_SUPPLIED TEXT_

===============

Scenario:
I load some data into a local MySQL database each day, about 2 million rows;
I have to (have to - it's an audit/regulatory thing) move to a "properly" administered server, which currently looks to be Oracle 10g;
The server is in a different country: a network round-trip current takes 60-70 ms;
Input is a CSV file in a denormalised form: I normalise the data before loading, each line typically results in 3-8 INSERTs across up to 4 tables;
The load script is currently implemented in Ruby, using ActiveRecord and fastercsv. I've tried the ar-extensions gem, but it assumes that the MySQL style multiple values clause idea will work. It doesn't.
EDIT: Extremely useful answers already - thank-you! More about that pesky input file. The number of fields is variable and positions have changed a few times - my current script determines content by analysing the header row (well, fastercsv and a cunning converter do it). So a straight upload and post-process SQL wouldn't work without several versions of the load file, which is horrible. Also it's a German CSV file: semi-colon delimited (no big deal) and decimals indicated by commas (rather bigger deal unless we load as VARCHAR and text-process afterwards - ugh).
The problem:
Loading 2 million rows at about 7/sec is going to take rather more than 24 hours! That's likely to be a drawback with a daily process, not to mention that the users would rather like to be able to access the data about 5 hours after it becomes available in CSV form!
I looked at applying multiple inserts per network trip: the rather ungainly INSERT ALL... syntax would be fine, except that at present I'm applying a unique id to each row using a sequence. It transpires that
INSERT ALL
INTO tablea (id,b,c) VALUES (tablea_seq.nextval,1,2)
INTO tablea (id,b,c) VALUES (tablea_seq.nextval,3,4)
INTO tablea (id,b,c) VALUES (tablea_seq.nextval,5,6)
SELECT 1 FROM dual;
(did I say it was ungainly?) tries to use the same id for all three rows. Oracle docus appear to confirm this.
Latest attempt is to send multiple INSERTs in one execution, e.g.:
INSERT INTO tablea (id,b,c) VALUES (tablea_seq.nextval,1,2);
INSERT INTO tablea (id,b,c) VALUES (tablea_seq.nextval,3,4);
INSERT INTO tablea (id,b,c) VALUES (tablea_seq.nextval,5,6);
I haven't found a way to persuade Oracle to accept that.
The Question(s)
Have I missed something obvious? (I'd be so pleased if that turned out to be the case!)
If I can't send multiple inserts, what else could I try?
Why Accept That One?
For whatever reason, I prefer to keep my code as free from platform-specific constructs as possible: one reason this problem arose is that I'm migrating from MySQL to Oracle; it's possible another move could occur one day for geographical reasons, and I can't be certain about the platform. So getting my database library to the point where it can use a text SQL command to achieve reasonable scaling was attractive, and the PL/SQL block accomplishes that. Now if another platform does appear, the change will be limited to changing the adapter in code: a one-liner, in all probability.
How about shipping the csv file to the oracle db server, use SQLLoader to load the csv file into a staging table and then running a stored procedure to transform and INSERT it in the final tables?
You could use:
insert into tablea (id,b,c)
( select tablea_seq.nextval,1,2 from dual union all
select tablea_seq.nextval,3,4 from dual union all
select tablea_seq.nextval,3,4 from dual union all
select tablea_seq.nextval,3,4 from dual union all
...

===============

_DATA PROVIDED_

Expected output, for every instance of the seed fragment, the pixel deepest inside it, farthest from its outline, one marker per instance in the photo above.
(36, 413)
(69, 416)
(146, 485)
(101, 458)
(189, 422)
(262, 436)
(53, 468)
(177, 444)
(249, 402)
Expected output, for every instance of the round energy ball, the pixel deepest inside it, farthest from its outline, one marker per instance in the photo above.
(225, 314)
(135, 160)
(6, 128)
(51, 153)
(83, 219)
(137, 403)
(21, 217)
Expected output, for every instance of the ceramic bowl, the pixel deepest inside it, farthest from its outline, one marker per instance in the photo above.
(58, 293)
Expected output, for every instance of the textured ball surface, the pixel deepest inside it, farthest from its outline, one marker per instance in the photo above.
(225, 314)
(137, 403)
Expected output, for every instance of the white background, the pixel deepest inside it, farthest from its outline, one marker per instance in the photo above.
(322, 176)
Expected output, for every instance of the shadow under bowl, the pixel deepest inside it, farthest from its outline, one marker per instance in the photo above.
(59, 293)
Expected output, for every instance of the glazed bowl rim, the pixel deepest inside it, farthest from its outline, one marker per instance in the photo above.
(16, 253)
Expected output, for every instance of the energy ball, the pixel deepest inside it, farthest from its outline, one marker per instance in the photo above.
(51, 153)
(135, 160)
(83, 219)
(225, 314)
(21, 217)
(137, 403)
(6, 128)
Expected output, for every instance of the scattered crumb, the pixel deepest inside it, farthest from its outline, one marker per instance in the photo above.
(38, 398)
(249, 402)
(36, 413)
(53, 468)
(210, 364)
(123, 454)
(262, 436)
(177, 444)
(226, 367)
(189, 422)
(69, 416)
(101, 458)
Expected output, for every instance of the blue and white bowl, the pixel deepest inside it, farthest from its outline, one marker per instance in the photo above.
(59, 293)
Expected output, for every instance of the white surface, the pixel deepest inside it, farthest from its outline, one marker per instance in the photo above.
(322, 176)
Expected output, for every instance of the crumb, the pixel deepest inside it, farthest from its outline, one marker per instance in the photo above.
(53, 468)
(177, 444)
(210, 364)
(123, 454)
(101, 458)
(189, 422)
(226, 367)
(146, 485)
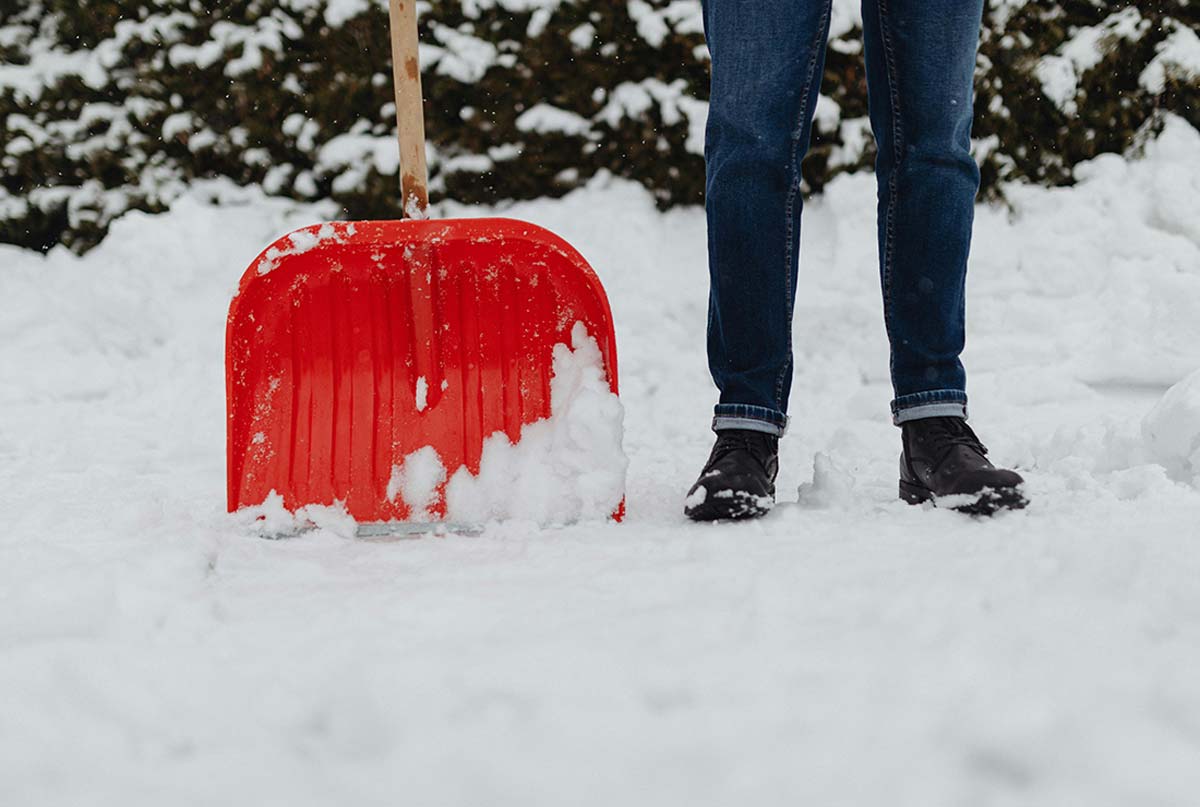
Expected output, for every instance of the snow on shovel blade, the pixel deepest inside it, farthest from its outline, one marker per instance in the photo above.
(352, 345)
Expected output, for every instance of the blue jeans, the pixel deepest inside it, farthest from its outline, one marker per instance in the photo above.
(767, 64)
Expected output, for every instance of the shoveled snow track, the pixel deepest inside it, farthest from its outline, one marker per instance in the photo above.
(846, 650)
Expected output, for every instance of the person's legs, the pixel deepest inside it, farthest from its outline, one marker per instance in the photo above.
(767, 65)
(921, 58)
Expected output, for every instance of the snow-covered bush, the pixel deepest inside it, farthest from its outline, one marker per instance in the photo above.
(111, 105)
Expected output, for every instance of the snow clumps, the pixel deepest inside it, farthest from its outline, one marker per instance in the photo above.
(1171, 430)
(568, 467)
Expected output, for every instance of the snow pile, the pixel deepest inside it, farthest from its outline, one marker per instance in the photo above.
(1173, 430)
(568, 467)
(156, 651)
(271, 519)
(832, 484)
(417, 480)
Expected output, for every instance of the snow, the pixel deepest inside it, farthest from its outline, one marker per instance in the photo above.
(1173, 430)
(1176, 57)
(544, 118)
(415, 482)
(565, 468)
(847, 650)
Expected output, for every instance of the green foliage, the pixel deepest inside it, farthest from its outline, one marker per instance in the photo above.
(115, 105)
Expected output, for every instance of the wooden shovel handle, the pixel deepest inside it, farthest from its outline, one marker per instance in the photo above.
(409, 113)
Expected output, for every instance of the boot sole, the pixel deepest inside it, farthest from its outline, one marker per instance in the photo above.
(730, 508)
(985, 503)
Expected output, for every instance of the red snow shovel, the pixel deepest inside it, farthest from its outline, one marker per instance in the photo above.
(352, 345)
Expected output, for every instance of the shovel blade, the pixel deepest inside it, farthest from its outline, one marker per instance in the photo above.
(352, 345)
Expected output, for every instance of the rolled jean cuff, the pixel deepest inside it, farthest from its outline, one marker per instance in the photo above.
(751, 418)
(934, 404)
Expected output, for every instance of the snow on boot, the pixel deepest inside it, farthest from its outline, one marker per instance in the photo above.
(943, 461)
(738, 480)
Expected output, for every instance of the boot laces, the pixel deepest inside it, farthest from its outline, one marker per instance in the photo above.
(733, 441)
(948, 432)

===============

_DIRECTIVES_
a) Reproduce the thread on loading CSV data into Oracle from "Latest attempt is" down to "could I try?".
b) Write the next stretch of the thread on loading CSV data into Oracle, picking up after its last line.
The material above has no part in this work.

_RESULTS FOR THE EXERCISE_
a)
Latest attempt is to send multiple INSERTs in one execution, e.g.:
INSERT INTO tablea (id,b,c) VALUES (tablea_seq.nextval,1,2);
INSERT INTO tablea (id,b,c) VALUES (tablea_seq.nextval,3,4);
INSERT INTO tablea (id,b,c) VALUES (tablea_seq.nextval,5,6);
I haven't found a way to persuade Oracle to accept that.
The Question(s)
Have I missed something obvious? (I'd be so pleased if that turned out to be the case!)
If I can't send multiple inserts, what else could I try?

b)
)
This works until about up to 1024 lines when I remember correctly.
You could also send it as a PL/SQL batch instruction:
BEGIN
INSERT INTO tablea (id,b,c) VALUES (tablea_seq.nextval,1,2);
INSERT INTO tablea (id,b,c) VALUES (tablea_seq.nextval,3,4);
INSERT INTO tablea (id,b,c) VALUES (tablea_seq.nextval,5,6);
...
COMMIT;
END
I would be loading the raw CSV file to a dedicated table in the database using SQL*Loader without normalising it, then running code against the data in the table to normalise it out to the various required tables. This would minimise the round trips, and is a pretty conventional approach in the Oracle community.
SQL*Loader can be a little challenging in terms of initial learning curve, but you can soon post again if you get stuck.
http://download.oracle.com/docs/cd/B19306_01/server.102/b14215/part_ldr.htm#i436326
I have a quick suggestion. I'm from the MySQL world but was trained on Oracle, I think this will work.
In MySQL you can insert multiple records with a single insert statement. It looks like this:
INSERT INTO table_name (column_one, column_two, column_three, column_four)
VALUES
('a', 'one', 'alpha', 'uno'), // Row 1
('b', 'two', 'beta', 'dos'), // Row 2
('c', 'three', 'gamma', 'tres'), // etc.
....
('z', 'twenty-six', 'omega', 'veintiséis');
Now obviously you can only insert into one table at once, and you wouldn't want to do 2 million records, but you could easily do 10 or 20 or 100 at a time (if you are allowed packets that big). You may have to generate this by hand, I don't know if they frameworks you are using (or any, for that matter) support making this kind of code for you.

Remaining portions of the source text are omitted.